WHAT TO PRODUCE:
Rewrite only the stretch from the line containing "In the photo above, where can the orange" through the end of the entries, keeping the requests. Rescale every x and y coordinate in the answers by multiplying it by 0.4 and rounding to a whole number, with halves rounded up.

Collected data entries:

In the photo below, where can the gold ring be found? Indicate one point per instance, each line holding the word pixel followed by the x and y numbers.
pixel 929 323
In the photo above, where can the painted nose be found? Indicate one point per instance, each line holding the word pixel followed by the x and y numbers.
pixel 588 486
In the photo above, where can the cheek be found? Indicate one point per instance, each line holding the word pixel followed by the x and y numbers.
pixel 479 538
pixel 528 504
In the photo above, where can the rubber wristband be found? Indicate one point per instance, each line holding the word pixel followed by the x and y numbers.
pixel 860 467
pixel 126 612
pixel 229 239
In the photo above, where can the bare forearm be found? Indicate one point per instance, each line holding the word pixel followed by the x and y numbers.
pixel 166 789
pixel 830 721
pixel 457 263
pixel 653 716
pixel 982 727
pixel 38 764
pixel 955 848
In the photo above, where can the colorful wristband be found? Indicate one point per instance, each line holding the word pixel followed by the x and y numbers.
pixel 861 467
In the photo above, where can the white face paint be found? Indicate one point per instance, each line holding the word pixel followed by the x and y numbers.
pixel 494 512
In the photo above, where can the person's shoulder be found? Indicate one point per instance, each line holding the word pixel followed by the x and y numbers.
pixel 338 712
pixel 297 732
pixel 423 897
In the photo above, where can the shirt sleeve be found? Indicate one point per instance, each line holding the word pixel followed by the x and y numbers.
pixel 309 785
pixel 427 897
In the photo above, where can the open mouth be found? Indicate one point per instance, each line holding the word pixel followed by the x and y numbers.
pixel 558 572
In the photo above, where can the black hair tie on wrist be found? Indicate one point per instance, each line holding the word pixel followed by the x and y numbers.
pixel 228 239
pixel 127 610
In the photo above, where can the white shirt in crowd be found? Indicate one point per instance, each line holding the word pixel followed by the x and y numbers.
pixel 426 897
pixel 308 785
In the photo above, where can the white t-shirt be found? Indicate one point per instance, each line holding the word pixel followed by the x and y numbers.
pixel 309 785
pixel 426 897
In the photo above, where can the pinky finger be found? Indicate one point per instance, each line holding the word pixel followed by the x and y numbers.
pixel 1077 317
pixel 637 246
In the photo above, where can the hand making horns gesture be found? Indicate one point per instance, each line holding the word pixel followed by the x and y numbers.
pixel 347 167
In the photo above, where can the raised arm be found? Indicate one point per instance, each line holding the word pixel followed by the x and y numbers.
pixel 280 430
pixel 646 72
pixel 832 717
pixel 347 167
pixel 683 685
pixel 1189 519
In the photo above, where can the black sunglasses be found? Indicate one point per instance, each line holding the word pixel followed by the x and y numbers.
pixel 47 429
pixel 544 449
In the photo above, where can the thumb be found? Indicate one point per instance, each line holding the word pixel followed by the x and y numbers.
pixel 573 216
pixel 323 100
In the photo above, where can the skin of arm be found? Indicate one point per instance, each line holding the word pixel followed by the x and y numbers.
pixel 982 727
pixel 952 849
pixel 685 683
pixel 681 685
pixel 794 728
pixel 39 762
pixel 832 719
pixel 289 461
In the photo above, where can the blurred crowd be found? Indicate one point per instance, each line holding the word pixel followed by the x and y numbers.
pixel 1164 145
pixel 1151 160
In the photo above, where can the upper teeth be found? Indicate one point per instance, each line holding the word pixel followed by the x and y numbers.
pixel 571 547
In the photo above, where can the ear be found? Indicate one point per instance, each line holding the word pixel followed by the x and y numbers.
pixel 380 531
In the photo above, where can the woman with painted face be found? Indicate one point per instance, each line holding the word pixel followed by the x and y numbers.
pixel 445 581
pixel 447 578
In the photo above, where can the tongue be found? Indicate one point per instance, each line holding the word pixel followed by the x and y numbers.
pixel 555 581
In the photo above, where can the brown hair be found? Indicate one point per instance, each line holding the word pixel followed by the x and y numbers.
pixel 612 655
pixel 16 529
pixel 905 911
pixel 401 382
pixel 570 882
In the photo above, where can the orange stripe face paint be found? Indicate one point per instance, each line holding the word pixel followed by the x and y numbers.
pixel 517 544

THE OUTPUT:
In the photo above, where can the orange stripe face paint be found? Indicate one point per instance, each line holding the word pixel followed by the x and y numbers.
pixel 207 218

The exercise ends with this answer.